» **What this task involves**:
Your answer should hold all lines of the entries that include the word "each".

» **Source records**:

##########

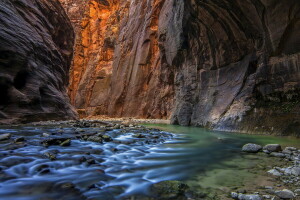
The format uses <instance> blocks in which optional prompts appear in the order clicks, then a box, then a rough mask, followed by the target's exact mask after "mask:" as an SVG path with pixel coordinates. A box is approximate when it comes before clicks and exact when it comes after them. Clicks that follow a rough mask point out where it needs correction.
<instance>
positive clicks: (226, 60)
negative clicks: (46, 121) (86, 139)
mask: <svg viewBox="0 0 300 200" xmlns="http://www.w3.org/2000/svg"><path fill="white" fill-rule="evenodd" d="M60 1H61V2H62V3H63V5H64V7H65V9H66V10H67V12H68V14H69V16H70V17H71V20H72V21H73V23H74V25H75V27H76V33H77V44H76V49H75V58H74V63H73V65H72V70H71V76H72V81H71V85H70V96H71V99H72V103H73V104H74V105H75V107H76V108H77V109H78V110H79V111H80V112H81V113H82V114H83V116H86V115H109V116H113V117H115V116H118V117H120V116H127V117H129V116H131V117H143V118H171V121H172V122H173V123H174V124H180V125H194V126H205V127H209V128H213V129H217V130H227V131H244V132H257V133H277V134H294V135H297V134H299V123H300V122H299V111H300V108H299V100H298V99H299V88H300V77H299V76H300V73H299V54H300V44H299V42H300V37H299V35H300V34H299V33H300V30H299V29H300V28H299V27H300V26H299V23H300V22H299V17H300V16H299V15H300V14H299V13H300V10H299V9H300V2H299V1H298V0H286V1H278V0H243V1H242V0H214V1H211V0H141V1H137V0H136V1H132V0H131V1H129V0H122V1H115V0H106V1H96V0H89V1H88V2H87V3H85V4H83V3H82V1H79V0H60Z"/></svg>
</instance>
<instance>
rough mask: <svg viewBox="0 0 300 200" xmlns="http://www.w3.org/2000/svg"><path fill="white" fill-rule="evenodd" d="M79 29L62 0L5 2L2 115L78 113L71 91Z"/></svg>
mask: <svg viewBox="0 0 300 200" xmlns="http://www.w3.org/2000/svg"><path fill="white" fill-rule="evenodd" d="M73 44H74V33H73V29H72V26H71V23H70V21H69V20H68V17H67V15H66V14H65V11H64V9H63V8H62V6H61V5H60V3H59V2H58V1H56V0H30V1H28V0H14V1H10V0H3V1H1V2H0V94H1V98H0V120H1V122H4V123H8V122H26V121H35V120H43V119H67V118H75V117H76V114H75V111H74V110H73V108H72V106H71V105H70V103H69V99H68V97H67V93H66V87H67V85H68V81H69V80H68V78H69V67H70V64H71V59H72V55H73Z"/></svg>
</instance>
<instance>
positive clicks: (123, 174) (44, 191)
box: [0, 125, 300, 200]
mask: <svg viewBox="0 0 300 200" xmlns="http://www.w3.org/2000/svg"><path fill="white" fill-rule="evenodd" d="M147 126H148V127H149V128H147V129H143V128H130V127H128V128H127V129H126V130H123V129H108V130H106V131H105V135H107V136H109V137H110V138H111V141H107V142H104V143H99V142H94V141H87V140H82V139H81V138H80V137H77V136H78V135H81V134H84V133H90V134H92V133H96V132H98V131H103V128H97V127H88V128H81V130H80V132H78V129H77V128H75V127H67V126H64V127H60V128H55V127H53V126H21V127H2V128H1V129H0V133H11V135H12V138H11V139H10V142H7V141H1V142H0V199H1V200H4V199H5V200H43V199H45V200H46V199H56V200H58V199H74V200H76V199H105V200H106V199H108V200H109V199H126V198H127V197H128V198H129V197H131V196H133V195H150V194H149V187H150V186H151V184H153V183H157V182H160V181H165V180H181V181H189V182H191V183H196V185H197V184H199V187H211V188H214V187H215V188H220V187H226V186H228V185H229V186H230V184H239V181H241V182H242V180H243V179H244V178H247V177H248V176H249V174H247V173H245V171H243V170H245V169H248V168H249V167H250V168H251V167H252V164H255V162H253V161H251V160H250V161H249V160H248V161H244V160H243V159H244V158H243V155H242V154H241V152H240V149H241V147H242V145H243V144H245V143H248V142H256V143H260V144H266V143H275V142H278V141H280V142H281V143H282V144H283V145H286V146H288V145H293V146H297V145H298V144H300V143H299V140H295V139H289V138H280V139H278V138H275V137H267V136H247V135H239V134H228V133H221V132H212V131H207V130H205V129H200V128H191V127H178V126H171V125H147ZM150 127H152V129H151V128H150ZM155 128H160V129H161V130H158V129H155ZM76 131H77V132H76ZM47 135H49V136H48V137H50V138H51V137H54V138H62V137H63V138H70V139H71V143H70V145H66V146H60V145H49V146H47V145H46V146H45V145H43V141H44V140H45V138H47V137H46V136H47ZM20 137H23V139H24V141H22V142H13V140H15V139H17V138H20ZM49 155H50V156H49ZM51 155H52V156H54V158H53V159H51V158H52V157H51ZM248 162H249V163H248ZM250 163H252V164H250ZM226 170H227V171H226ZM238 170H240V174H241V178H240V179H237V178H236V177H235V174H236V173H239V171H238ZM224 172H226V173H224ZM250 175H251V174H250ZM230 176H231V178H230Z"/></svg>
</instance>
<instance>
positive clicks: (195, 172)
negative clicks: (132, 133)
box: [146, 124, 300, 199]
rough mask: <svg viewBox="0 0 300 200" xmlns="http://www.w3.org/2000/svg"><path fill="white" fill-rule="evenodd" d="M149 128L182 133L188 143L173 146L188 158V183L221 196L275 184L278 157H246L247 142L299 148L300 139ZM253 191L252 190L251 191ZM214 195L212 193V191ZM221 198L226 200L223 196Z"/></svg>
mask: <svg viewBox="0 0 300 200" xmlns="http://www.w3.org/2000/svg"><path fill="white" fill-rule="evenodd" d="M146 126H147V127H151V128H159V129H161V130H164V131H168V132H172V133H176V134H180V135H181V136H183V137H184V138H187V140H186V141H183V142H181V141H180V140H179V141H178V143H176V142H175V144H174V143H173V144H170V146H172V147H173V148H174V146H176V147H177V148H181V149H182V148H184V149H185V151H186V157H185V158H181V160H180V162H181V163H184V164H185V166H186V167H185V169H184V170H187V171H188V173H189V174H190V176H189V178H188V179H187V180H186V182H187V183H188V184H190V185H192V186H196V187H198V188H206V189H213V190H214V191H215V192H216V193H217V194H218V196H220V194H228V193H229V192H230V191H232V190H235V189H237V188H241V189H243V188H247V189H248V191H249V190H250V191H251V189H253V192H255V191H257V187H259V186H269V185H273V184H275V183H273V182H272V181H269V177H268V175H267V171H268V170H269V169H271V168H273V167H274V166H276V164H278V163H279V159H278V158H274V157H269V156H267V155H266V154H263V153H259V154H246V153H242V152H241V148H242V146H243V145H244V144H246V143H256V144H260V145H266V144H281V145H282V147H283V148H284V147H286V146H294V147H297V148H300V139H298V138H292V137H276V136H263V135H246V134H237V133H226V132H217V131H210V130H206V129H203V128H197V127H182V126H174V125H158V124H146ZM249 188H250V189H249ZM210 193H211V194H213V193H212V192H211V191H210ZM221 199H226V197H225V196H223V197H222V198H221Z"/></svg>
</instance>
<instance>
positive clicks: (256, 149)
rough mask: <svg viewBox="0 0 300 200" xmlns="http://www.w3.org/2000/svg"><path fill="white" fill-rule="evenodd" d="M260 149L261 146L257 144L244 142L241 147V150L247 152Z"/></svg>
mask: <svg viewBox="0 0 300 200" xmlns="http://www.w3.org/2000/svg"><path fill="white" fill-rule="evenodd" d="M261 150H262V146H260V145H258V144H252V143H249V144H245V145H244V146H243V148H242V151H244V152H248V153H257V152H259V151H261Z"/></svg>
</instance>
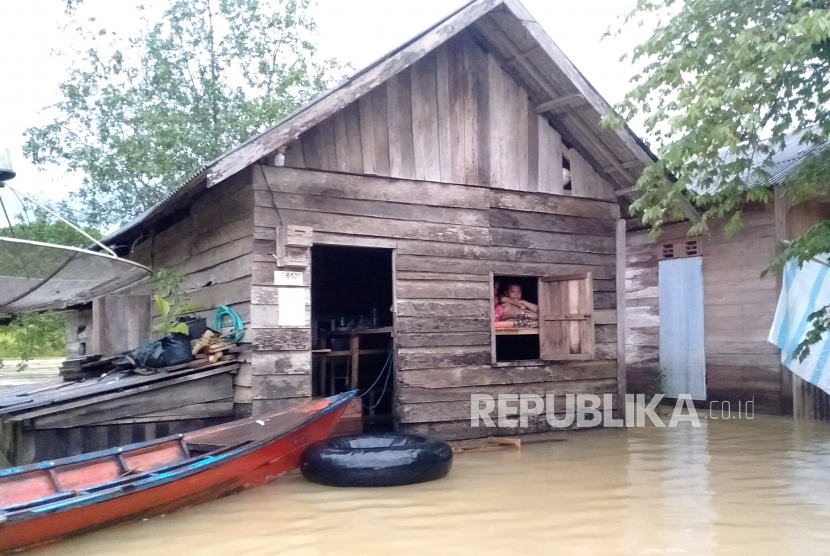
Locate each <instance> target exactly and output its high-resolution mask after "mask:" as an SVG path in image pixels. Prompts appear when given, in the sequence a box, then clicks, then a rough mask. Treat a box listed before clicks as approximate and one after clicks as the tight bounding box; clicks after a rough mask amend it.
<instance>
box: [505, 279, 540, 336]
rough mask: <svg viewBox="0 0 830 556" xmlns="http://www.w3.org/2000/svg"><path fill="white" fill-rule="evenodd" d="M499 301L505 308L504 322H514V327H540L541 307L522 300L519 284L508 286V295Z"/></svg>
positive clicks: (521, 291) (521, 296) (523, 299)
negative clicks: (539, 310) (512, 321)
mask: <svg viewBox="0 0 830 556" xmlns="http://www.w3.org/2000/svg"><path fill="white" fill-rule="evenodd" d="M499 301H500V302H501V307H503V310H502V317H503V320H509V321H513V322H514V323H515V324H514V326H517V327H521V328H535V327H537V326H539V306H538V305H536V304H535V303H531V302H530V301H525V300H524V299H522V287H521V286H520V285H519V284H510V285H509V286H507V295H504V296H501V297H500V298H499ZM497 314H498V313H497ZM496 320H498V319H496Z"/></svg>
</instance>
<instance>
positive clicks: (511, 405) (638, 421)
mask: <svg viewBox="0 0 830 556" xmlns="http://www.w3.org/2000/svg"><path fill="white" fill-rule="evenodd" d="M614 397H615V396H613V395H612V394H603V396H602V397H600V396H598V395H596V394H566V395H564V396H562V395H554V394H547V395H546V396H544V397H542V396H539V395H537V394H499V395H498V396H497V397H495V398H494V397H493V396H490V395H487V394H471V395H470V425H471V426H473V427H506V428H525V427H528V425H529V423H530V420H531V418H532V419H534V420H536V419H537V418H539V416H541V415H544V418H545V420H546V421H547V422H548V424H549V425H550V426H551V427H554V428H567V427H570V426H573V425H576V426H577V427H597V426H600V425H601V426H603V427H645V426H646V419H648V420H649V421H650V422H651V424H652V425H653V426H655V427H676V426H677V425H678V424H679V423H683V422H688V423H691V424H692V426H694V427H699V426H700V415H699V413H698V410H697V409H695V406H694V403H693V401H692V398H691V396H689V395H688V394H681V395H680V396H678V398H677V400H676V402H675V405H674V407H673V408H672V409H671V410H670V415H669V416H668V417H669V418H668V422H666V421H665V420H664V417H663V416H661V415H660V414H658V413H657V407H658V405H659V404H660V402H661V401H662V400H663V397H664V396H663V394H657V395H655V396H653V397H652V398H651V399H650V400H649V401H648V403H646V399H645V398H646V397H645V395H644V394H626V395H625V411H624V412H623V415H622V416H618V417H614V410H613V405H614V404H613V402H614ZM708 417H709V418H710V419H735V418H739V419H753V418H754V417H755V400H754V398H753V399H752V400H750V401H747V402H745V403H739V404H738V407H737V412H735V411H734V410H733V408H732V404H731V403H730V402H715V401H713V402H710V404H709V416H708Z"/></svg>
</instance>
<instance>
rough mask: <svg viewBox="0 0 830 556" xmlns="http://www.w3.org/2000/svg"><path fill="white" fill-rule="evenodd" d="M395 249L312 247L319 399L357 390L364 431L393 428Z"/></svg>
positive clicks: (318, 391) (311, 293) (314, 336)
mask: <svg viewBox="0 0 830 556" xmlns="http://www.w3.org/2000/svg"><path fill="white" fill-rule="evenodd" d="M392 287H393V286H392V250H391V249H377V248H368V247H341V246H330V245H315V246H313V247H312V248H311V326H312V340H313V345H314V350H313V358H314V364H313V369H314V371H313V383H314V395H315V396H331V395H334V394H339V393H341V392H345V391H348V390H351V389H357V390H358V391H359V392H358V395H359V396H361V398H360V399H361V401H362V404H363V424H364V430H365V431H367V432H368V431H386V430H393V429H394V421H393V414H394V411H393V409H394V407H393V399H394V395H393V392H394V383H395V377H394V368H395V361H394V349H393V345H392V331H393V329H392V326H393V321H392V318H393V317H392V303H393V296H392Z"/></svg>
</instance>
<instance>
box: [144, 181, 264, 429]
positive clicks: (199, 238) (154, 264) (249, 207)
mask: <svg viewBox="0 0 830 556" xmlns="http://www.w3.org/2000/svg"><path fill="white" fill-rule="evenodd" d="M171 220H173V223H172V224H171V225H170V226H169V227H166V228H163V229H162V230H161V231H154V232H153V233H151V234H150V235H149V237H145V238H143V239H142V240H141V241H139V242H138V243H136V245H135V246H134V247H133V249H132V252H131V253H130V255H129V258H130V259H132V260H134V261H136V262H139V263H141V264H144V265H147V266H149V267H151V268H153V269H154V270H158V269H162V268H166V269H171V270H174V271H175V272H177V273H178V274H179V275H181V276H182V277H183V278H184V279H185V280H184V289H185V291H186V292H187V293H188V294H189V296H190V301H191V302H192V303H194V304H195V305H196V306H197V307H198V311H197V312H196V315H197V316H200V317H205V318H207V320H208V326H213V319H214V316H215V314H216V308H217V307H219V306H220V305H227V306H229V307H231V308H232V309H234V310H235V311H236V312H237V313H239V316H240V317H241V318H242V320H243V322H245V325H246V327H249V326H250V322H251V303H250V300H251V268H252V266H253V254H252V250H253V232H254V225H253V190H252V188H251V178H250V171H244V172H241V173H240V174H239V175H238V176H236V177H234V178H232V179H231V180H229V181H228V183H226V184H223V186H222V187H217V188H212V189H209V190H207V191H206V192H205V193H204V194H203V195H201V196H199V197H197V198H196V199H195V200H193V201H192V203H190V205H189V206H188V208H187V212H186V213H184V214H175V215H174V216H173V217H171ZM157 229H158V228H157ZM151 292H152V286H151V285H146V286H142V287H139V288H137V289H136V290H135V291H134V292H132V293H151ZM243 342H244V344H243V348H244V349H243V352H242V353H240V354H239V358H240V360H241V366H240V370H239V373H238V374H237V375H236V376H235V379H234V384H235V387H234V402H235V403H236V404H237V410H238V412H239V413H242V414H244V413H247V412H250V404H251V364H250V354H249V353H250V334H246V337H245V338H244V339H243Z"/></svg>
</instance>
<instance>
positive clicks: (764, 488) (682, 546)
mask: <svg viewBox="0 0 830 556" xmlns="http://www.w3.org/2000/svg"><path fill="white" fill-rule="evenodd" d="M828 478H830V425H828V424H824V423H818V424H811V425H802V424H797V423H794V422H793V421H791V420H788V419H784V418H770V417H762V416H758V417H756V418H755V419H754V420H751V421H746V420H741V421H737V420H733V421H723V420H719V421H706V422H704V424H703V427H702V428H699V429H693V428H692V427H691V426H688V424H687V423H681V425H680V426H678V428H676V429H654V428H647V429H630V430H627V431H620V430H604V431H591V432H579V433H573V434H570V435H569V436H567V440H566V441H565V442H550V443H542V444H532V445H526V446H525V447H523V449H522V450H521V452H513V451H502V452H487V453H478V454H476V453H468V454H462V455H456V458H455V463H454V466H453V470H452V471H451V472H450V475H449V476H448V477H447V478H446V479H443V480H441V481H437V482H433V483H426V484H422V485H413V486H407V487H397V488H389V489H362V490H361V489H336V488H328V487H322V486H318V485H314V484H310V483H308V482H306V481H305V480H304V479H303V478H302V477H301V476H300V475H299V474H297V473H294V474H291V475H288V476H286V477H282V478H280V479H277V480H276V481H275V482H273V483H271V484H270V485H266V486H264V487H259V488H257V489H254V490H251V491H248V492H244V493H242V494H238V495H234V496H230V497H228V498H225V499H222V500H218V501H215V502H212V503H209V504H203V505H201V506H197V507H193V508H189V509H186V510H183V511H180V512H177V513H175V514H171V515H169V516H166V517H162V518H154V519H151V520H148V521H145V522H141V523H136V524H131V525H125V526H121V527H116V528H112V529H108V530H105V531H101V532H98V533H93V534H90V535H86V536H84V537H81V538H78V539H75V540H73V541H70V542H67V543H64V544H61V545H57V546H55V547H52V548H49V549H46V550H43V551H41V552H39V553H38V554H39V556H57V555H61V556H75V555H78V556H80V555H84V556H92V555H110V554H113V555H114V554H118V555H119V556H139V555H150V554H152V555H156V554H173V555H176V556H184V555H191V554H193V555H236V554H240V555H243V554H244V555H246V556H259V555H270V554H285V555H292V556H317V555H328V554H354V555H360V556H371V555H383V556H389V555H395V556H408V555H416V554H417V555H428V556H437V555H443V554H453V555H455V554H475V555H476V556H483V555H491V554H492V555H502V554H521V555H530V554H562V555H571V554H573V555H583V554H585V555H588V554H590V555H616V554H620V555H622V554H626V555H627V554H643V555H652V554H653V555H664V554H707V555H708V554H752V555H766V554H781V555H789V554H799V555H812V554H816V555H818V554H830V481H828Z"/></svg>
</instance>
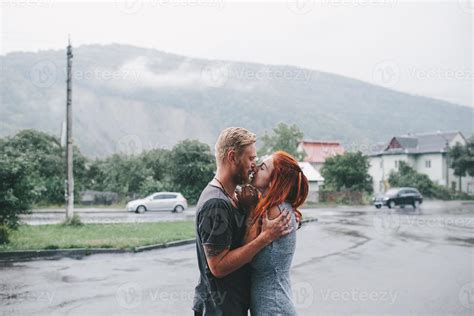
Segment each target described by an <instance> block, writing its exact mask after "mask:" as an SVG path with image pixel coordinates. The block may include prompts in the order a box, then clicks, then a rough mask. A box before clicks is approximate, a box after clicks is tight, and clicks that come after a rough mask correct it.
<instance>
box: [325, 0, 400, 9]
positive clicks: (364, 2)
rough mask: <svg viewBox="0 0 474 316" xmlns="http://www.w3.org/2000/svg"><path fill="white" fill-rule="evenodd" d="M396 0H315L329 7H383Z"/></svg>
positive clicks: (389, 3)
mask: <svg viewBox="0 0 474 316" xmlns="http://www.w3.org/2000/svg"><path fill="white" fill-rule="evenodd" d="M397 2H398V0H317V1H316V3H317V4H320V5H321V6H331V7H385V6H393V5H394V4H396V3H397Z"/></svg>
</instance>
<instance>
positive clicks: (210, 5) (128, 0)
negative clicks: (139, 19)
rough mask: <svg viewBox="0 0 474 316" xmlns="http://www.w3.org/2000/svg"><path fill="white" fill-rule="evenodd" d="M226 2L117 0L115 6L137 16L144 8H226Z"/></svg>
mask: <svg viewBox="0 0 474 316" xmlns="http://www.w3.org/2000/svg"><path fill="white" fill-rule="evenodd" d="M224 5H225V1H224V0H148V1H145V0H115V6H116V8H117V9H118V10H120V11H121V12H123V13H125V14H136V13H138V12H139V11H141V10H142V9H143V8H145V7H146V8H147V9H149V8H167V7H169V8H177V7H207V8H217V9H222V8H224Z"/></svg>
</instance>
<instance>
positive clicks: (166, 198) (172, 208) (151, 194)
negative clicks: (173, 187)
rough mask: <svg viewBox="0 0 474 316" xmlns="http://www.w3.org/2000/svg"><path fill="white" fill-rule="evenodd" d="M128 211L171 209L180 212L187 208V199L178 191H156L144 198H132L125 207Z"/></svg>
mask: <svg viewBox="0 0 474 316" xmlns="http://www.w3.org/2000/svg"><path fill="white" fill-rule="evenodd" d="M125 208H126V210H127V211H128V212H136V213H144V212H146V211H172V212H176V213H180V212H182V211H184V210H185V209H187V208H188V201H187V200H186V199H185V198H184V196H183V195H182V194H181V193H179V192H157V193H153V194H151V195H149V196H147V197H146V198H143V199H138V200H133V201H130V202H128V203H127V206H126V207H125Z"/></svg>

##########

» **Solution**:
Locate each <instance> target exactly and output its high-resolution mask after "mask:" as an SVG path in image pixels. Prompts appear when given, in the sequence a box, then clicks, then a rough mask. Treat a box listed before clicks as approximate and one after clicks as the tight bounding box; clicks after a rough mask amend it.
Segment each target described by an <instance> block, writing its exact mask after "mask:" as an SVG path with image pixel coordinates. The block may include prompts in the order a box, then clicks, then a rough mask. A box before clicks is approximate, a box after clicks is tight, and clicks that come after a rough mask correct it.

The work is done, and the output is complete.